[EXERCISE BRIEF]: Which lines of the items below contain the word "ceiling"? Copy each of those lines.

[DATASET RECORDS]:

....

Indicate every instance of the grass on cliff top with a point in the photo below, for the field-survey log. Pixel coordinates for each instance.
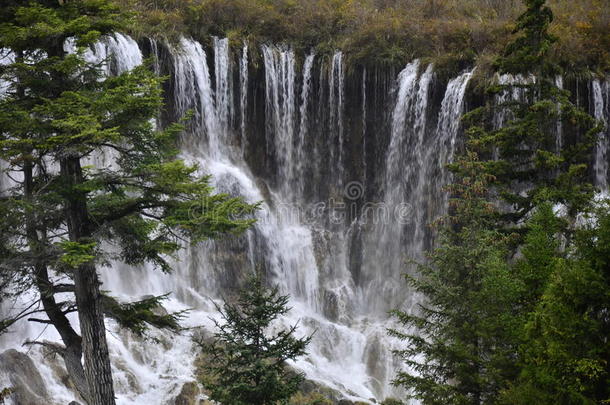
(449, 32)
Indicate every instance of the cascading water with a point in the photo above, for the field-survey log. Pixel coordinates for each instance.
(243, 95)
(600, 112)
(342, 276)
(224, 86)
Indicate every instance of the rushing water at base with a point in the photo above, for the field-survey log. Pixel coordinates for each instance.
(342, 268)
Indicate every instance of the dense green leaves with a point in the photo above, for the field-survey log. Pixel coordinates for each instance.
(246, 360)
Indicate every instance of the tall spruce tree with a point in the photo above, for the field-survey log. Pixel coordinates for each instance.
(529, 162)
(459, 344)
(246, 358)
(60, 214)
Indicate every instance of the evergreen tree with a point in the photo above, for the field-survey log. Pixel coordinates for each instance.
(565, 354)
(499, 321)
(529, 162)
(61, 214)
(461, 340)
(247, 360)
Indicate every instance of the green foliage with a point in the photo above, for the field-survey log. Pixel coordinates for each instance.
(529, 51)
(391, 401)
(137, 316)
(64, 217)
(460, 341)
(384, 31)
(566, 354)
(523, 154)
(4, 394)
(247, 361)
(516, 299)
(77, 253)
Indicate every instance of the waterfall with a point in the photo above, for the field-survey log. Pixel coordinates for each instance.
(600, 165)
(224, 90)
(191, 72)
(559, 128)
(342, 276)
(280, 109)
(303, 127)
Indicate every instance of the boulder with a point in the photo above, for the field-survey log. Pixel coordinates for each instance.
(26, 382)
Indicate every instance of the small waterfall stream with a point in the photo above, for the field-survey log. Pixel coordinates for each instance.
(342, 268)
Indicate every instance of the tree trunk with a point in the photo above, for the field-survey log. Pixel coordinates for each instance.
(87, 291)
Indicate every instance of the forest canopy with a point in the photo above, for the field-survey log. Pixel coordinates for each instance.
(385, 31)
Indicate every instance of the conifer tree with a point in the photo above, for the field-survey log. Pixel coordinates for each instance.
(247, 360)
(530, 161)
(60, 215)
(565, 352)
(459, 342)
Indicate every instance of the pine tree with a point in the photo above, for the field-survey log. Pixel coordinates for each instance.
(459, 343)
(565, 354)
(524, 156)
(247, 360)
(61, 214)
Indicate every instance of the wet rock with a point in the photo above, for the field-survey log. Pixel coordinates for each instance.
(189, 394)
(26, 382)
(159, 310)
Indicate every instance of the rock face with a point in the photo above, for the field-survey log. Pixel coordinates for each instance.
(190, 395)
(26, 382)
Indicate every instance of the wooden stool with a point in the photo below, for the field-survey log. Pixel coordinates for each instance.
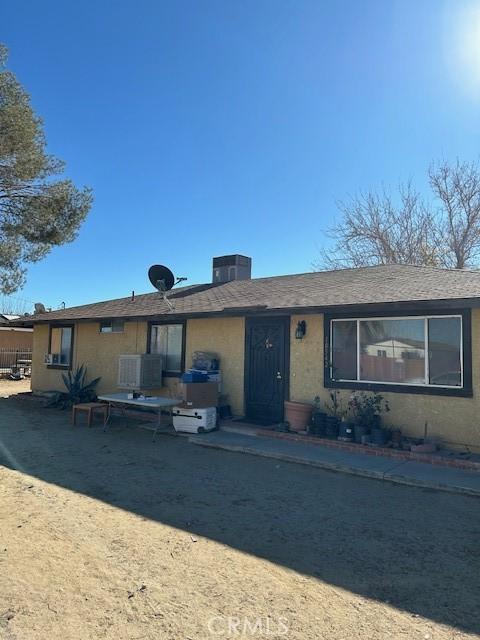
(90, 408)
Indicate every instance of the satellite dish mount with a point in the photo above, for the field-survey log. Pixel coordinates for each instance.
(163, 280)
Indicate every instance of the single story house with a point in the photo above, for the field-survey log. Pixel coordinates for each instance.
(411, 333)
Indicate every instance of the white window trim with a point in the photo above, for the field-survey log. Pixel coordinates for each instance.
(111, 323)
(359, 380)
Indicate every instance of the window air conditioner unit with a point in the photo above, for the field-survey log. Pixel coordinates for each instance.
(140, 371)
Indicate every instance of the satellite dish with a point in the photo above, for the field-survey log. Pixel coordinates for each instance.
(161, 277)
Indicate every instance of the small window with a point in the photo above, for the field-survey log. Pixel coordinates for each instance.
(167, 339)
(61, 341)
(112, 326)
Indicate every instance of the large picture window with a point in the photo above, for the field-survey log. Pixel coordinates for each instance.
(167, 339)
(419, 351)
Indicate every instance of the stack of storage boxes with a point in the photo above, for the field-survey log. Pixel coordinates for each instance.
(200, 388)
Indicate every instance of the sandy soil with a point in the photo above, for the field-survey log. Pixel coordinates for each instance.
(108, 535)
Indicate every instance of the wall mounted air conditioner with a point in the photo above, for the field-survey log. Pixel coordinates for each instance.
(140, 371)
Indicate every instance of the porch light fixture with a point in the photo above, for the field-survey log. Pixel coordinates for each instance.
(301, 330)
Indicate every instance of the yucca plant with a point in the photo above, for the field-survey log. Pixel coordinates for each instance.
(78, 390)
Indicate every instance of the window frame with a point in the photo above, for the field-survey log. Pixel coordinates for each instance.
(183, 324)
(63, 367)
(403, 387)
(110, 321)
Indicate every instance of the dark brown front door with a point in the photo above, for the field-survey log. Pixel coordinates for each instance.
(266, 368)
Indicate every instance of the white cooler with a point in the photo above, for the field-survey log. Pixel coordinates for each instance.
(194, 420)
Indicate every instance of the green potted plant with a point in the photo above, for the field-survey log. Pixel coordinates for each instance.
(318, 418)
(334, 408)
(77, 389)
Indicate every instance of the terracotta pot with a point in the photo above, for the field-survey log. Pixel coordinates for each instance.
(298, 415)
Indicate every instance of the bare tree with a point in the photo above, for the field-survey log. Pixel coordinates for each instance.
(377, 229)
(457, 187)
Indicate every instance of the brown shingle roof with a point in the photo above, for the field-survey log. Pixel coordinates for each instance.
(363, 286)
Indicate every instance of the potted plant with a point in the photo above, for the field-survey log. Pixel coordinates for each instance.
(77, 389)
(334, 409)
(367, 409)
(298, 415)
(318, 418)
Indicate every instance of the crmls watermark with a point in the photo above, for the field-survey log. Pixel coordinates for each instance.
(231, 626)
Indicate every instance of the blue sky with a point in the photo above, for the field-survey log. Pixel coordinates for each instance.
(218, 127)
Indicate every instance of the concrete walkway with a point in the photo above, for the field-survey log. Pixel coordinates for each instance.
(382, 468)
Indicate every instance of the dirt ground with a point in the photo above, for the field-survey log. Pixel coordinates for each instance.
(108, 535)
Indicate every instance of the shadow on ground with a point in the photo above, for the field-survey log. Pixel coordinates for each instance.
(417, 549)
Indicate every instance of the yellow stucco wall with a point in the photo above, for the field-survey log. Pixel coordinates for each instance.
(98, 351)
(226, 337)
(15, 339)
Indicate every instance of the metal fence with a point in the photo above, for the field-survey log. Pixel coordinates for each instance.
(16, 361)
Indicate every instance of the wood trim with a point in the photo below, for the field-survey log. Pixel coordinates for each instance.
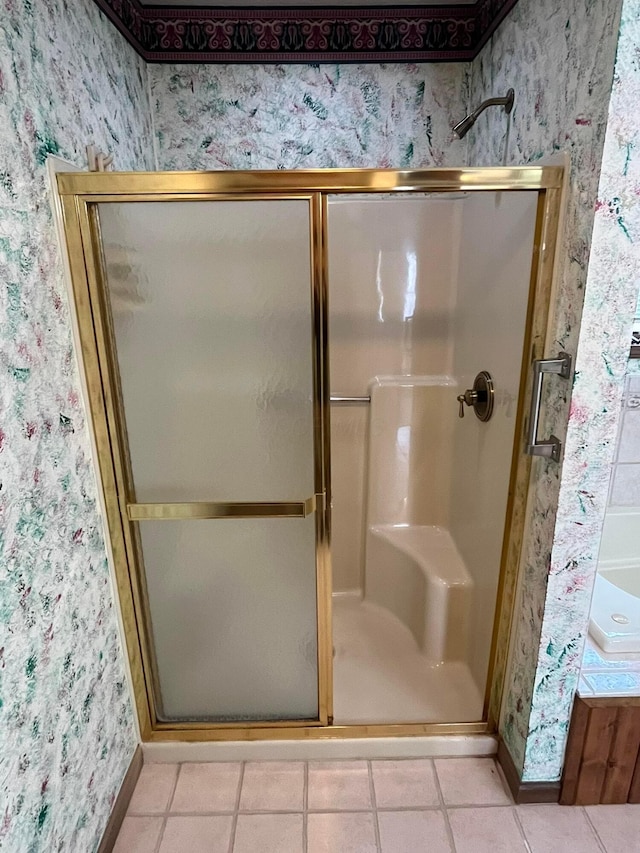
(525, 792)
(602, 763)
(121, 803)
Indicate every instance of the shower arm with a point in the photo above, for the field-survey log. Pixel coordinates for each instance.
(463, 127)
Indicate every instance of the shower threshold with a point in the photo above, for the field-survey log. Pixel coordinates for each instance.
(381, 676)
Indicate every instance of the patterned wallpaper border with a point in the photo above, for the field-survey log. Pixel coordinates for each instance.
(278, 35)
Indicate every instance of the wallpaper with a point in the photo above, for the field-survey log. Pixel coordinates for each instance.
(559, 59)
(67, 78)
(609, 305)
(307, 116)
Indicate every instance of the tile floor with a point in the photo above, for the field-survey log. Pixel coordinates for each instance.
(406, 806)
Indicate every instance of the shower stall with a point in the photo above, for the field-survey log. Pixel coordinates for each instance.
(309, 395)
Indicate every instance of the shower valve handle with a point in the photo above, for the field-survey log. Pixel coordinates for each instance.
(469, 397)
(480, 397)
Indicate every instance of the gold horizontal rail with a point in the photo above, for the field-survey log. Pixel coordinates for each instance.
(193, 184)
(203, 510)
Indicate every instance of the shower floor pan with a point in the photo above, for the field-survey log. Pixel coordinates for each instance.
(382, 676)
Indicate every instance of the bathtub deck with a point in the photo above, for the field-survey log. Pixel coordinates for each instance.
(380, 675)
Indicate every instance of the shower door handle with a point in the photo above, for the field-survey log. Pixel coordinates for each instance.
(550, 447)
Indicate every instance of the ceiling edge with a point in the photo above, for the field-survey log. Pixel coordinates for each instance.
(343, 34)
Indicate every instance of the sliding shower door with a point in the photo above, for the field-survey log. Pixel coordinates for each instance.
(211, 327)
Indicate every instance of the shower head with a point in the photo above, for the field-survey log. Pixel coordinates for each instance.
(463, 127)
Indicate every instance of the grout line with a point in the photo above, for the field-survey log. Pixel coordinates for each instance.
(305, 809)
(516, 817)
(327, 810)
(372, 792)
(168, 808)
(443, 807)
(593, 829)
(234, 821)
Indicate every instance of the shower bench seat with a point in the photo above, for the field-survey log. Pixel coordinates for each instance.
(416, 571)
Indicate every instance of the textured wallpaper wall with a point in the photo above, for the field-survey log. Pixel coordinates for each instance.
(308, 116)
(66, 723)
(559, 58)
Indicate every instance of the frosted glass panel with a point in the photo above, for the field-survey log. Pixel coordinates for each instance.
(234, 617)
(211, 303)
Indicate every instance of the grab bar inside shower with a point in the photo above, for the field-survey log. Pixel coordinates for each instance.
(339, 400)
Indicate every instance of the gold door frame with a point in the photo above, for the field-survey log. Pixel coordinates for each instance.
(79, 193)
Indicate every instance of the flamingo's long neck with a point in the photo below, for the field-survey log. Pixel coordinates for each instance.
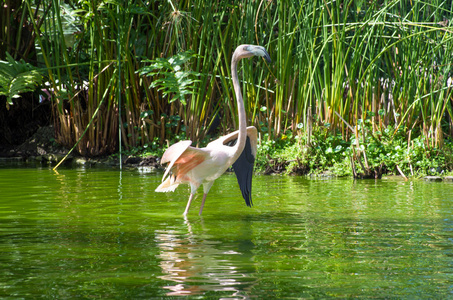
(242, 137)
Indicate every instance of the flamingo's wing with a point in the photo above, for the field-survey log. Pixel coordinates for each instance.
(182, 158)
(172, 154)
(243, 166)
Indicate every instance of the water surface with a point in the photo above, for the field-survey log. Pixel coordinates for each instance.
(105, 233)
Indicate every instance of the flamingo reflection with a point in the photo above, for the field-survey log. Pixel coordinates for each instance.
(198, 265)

....

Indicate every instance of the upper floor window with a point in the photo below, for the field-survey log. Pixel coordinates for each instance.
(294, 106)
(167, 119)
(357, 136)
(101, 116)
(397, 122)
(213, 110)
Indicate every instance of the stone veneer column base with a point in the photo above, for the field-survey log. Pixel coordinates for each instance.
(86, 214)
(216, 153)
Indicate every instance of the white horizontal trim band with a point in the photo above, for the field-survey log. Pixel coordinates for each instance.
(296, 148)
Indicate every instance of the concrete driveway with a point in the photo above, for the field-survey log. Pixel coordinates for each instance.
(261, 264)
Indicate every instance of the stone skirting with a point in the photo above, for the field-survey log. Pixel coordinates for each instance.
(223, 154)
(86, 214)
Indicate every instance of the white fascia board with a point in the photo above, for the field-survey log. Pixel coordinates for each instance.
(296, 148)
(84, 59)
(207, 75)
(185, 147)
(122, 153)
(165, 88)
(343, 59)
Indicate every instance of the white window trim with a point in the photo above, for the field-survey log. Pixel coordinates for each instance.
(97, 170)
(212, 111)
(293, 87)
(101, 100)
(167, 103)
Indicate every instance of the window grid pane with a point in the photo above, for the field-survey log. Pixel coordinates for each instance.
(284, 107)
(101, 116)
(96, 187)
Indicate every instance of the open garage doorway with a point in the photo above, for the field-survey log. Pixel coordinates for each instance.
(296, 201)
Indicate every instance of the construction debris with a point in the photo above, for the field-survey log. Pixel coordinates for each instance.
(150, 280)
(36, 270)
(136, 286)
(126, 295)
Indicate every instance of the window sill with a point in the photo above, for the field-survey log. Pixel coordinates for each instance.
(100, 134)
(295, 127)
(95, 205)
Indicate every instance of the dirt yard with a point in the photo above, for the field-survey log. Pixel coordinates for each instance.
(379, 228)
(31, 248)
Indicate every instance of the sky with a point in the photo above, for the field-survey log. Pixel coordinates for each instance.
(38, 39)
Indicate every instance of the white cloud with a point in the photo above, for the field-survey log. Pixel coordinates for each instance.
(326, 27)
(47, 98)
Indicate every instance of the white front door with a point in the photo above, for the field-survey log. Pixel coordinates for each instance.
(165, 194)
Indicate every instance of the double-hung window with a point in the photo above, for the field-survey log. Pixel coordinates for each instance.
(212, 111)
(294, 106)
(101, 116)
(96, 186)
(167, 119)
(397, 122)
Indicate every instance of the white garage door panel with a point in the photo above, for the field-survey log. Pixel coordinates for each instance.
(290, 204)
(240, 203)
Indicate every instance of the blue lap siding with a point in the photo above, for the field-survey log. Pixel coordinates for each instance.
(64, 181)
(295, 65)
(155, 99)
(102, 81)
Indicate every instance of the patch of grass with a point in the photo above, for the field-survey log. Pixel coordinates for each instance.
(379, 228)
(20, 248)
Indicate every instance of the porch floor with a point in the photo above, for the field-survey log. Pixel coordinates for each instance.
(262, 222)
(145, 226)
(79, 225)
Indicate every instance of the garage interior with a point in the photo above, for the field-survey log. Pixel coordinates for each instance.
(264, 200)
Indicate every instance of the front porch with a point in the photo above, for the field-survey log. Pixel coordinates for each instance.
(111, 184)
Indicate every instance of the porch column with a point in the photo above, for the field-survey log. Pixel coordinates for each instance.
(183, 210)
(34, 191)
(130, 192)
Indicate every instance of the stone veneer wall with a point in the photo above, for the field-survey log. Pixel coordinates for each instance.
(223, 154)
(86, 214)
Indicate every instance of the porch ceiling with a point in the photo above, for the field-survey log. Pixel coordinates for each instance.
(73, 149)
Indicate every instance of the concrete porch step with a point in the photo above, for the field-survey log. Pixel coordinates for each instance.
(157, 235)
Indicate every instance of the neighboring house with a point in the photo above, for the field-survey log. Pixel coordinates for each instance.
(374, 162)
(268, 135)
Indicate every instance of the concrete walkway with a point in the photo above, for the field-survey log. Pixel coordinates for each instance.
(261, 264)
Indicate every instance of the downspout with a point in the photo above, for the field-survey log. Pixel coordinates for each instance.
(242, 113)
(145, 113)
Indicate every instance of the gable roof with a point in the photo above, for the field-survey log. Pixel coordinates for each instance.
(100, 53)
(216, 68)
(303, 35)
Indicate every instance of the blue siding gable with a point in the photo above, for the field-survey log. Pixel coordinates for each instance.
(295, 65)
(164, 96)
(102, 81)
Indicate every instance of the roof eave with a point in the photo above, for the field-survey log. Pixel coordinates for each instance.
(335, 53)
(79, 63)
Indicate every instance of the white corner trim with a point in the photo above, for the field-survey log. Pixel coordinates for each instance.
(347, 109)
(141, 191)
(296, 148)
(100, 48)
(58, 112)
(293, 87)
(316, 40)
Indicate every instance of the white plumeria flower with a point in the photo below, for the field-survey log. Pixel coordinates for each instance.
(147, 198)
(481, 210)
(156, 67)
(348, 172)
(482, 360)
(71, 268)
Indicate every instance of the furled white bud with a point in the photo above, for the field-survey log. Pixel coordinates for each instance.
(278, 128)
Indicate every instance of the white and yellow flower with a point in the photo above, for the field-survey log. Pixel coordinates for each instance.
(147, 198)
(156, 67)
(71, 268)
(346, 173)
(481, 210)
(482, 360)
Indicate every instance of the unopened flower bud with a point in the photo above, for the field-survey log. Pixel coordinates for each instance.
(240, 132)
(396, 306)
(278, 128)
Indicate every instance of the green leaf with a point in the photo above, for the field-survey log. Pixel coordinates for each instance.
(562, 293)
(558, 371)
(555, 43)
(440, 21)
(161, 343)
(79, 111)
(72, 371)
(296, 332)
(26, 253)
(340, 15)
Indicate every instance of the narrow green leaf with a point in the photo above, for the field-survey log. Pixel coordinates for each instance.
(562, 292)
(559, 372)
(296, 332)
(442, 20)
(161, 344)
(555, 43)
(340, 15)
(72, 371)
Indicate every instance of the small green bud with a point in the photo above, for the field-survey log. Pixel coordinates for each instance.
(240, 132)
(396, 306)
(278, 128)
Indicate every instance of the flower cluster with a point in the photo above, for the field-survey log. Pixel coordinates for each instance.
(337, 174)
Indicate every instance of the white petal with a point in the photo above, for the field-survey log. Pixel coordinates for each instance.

....

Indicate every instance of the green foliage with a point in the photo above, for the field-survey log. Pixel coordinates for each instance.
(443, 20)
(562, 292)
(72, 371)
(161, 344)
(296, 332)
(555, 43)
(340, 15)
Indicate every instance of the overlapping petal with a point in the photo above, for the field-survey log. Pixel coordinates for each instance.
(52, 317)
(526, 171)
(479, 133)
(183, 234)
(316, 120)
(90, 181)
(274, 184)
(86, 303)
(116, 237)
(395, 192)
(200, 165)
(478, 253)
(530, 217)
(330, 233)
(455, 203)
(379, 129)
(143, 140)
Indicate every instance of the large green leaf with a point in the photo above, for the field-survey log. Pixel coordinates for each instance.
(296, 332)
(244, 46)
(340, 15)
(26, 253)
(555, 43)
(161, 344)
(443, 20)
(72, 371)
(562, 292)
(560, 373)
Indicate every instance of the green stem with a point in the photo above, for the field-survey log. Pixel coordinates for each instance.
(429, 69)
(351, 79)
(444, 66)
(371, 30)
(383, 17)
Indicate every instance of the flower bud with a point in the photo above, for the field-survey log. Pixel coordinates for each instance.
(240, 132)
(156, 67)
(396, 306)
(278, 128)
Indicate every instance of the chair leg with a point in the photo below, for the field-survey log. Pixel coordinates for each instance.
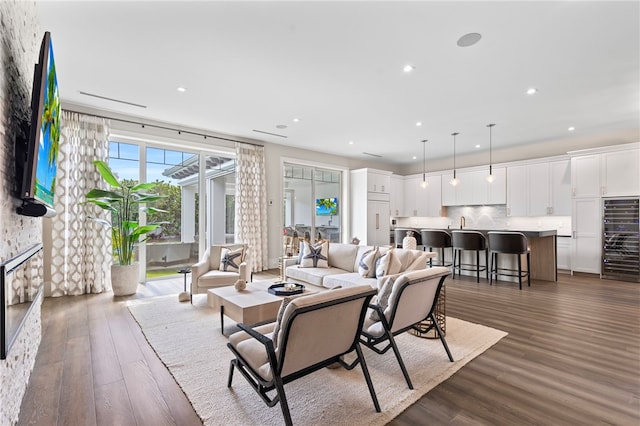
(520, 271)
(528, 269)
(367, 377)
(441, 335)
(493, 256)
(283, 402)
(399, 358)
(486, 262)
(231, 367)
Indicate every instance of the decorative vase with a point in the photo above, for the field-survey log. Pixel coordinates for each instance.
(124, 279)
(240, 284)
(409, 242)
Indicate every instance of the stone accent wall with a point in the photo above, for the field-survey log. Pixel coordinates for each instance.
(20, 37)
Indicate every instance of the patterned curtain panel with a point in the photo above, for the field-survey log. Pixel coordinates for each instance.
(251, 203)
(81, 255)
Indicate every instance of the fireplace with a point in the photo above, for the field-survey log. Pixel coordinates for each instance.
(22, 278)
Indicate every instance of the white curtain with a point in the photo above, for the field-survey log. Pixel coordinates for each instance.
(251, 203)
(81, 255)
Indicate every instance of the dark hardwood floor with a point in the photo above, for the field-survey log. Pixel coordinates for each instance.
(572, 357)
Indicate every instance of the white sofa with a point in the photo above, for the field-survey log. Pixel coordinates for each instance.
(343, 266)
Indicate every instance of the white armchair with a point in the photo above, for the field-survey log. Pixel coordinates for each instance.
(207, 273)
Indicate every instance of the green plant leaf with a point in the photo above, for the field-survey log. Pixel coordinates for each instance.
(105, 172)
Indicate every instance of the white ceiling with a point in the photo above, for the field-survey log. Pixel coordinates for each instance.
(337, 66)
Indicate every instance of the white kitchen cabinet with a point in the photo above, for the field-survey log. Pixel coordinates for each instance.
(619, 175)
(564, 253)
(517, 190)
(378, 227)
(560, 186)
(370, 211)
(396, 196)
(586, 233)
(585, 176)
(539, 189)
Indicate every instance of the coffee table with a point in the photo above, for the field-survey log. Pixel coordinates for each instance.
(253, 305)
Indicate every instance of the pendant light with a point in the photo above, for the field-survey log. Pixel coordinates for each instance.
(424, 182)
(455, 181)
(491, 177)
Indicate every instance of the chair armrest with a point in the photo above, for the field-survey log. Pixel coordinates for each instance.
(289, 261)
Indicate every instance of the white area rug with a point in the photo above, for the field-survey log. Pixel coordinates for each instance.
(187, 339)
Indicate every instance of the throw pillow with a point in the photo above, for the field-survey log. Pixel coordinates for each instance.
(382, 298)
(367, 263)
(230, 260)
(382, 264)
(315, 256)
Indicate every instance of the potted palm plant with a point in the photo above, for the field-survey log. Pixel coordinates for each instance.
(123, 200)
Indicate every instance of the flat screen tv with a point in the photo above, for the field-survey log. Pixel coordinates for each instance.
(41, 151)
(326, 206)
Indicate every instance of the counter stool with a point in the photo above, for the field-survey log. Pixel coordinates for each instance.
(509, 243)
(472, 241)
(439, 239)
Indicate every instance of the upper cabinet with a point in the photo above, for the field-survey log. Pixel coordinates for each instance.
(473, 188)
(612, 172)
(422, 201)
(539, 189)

....

[EXPECTED OUTPUT]:
Indicate every instance of the ceiling edge with a point in the photo above, for the field-survey log. Pixel coordinates for each instance.
Indicate every instance of the porch ceiling with a point in the photo above, for the field-survey log. Pixel coordinates for each instance.
Indicate every instance of the white ceiling with a point in the photo above, for the field-survey log. Pixel coordinates for each instance.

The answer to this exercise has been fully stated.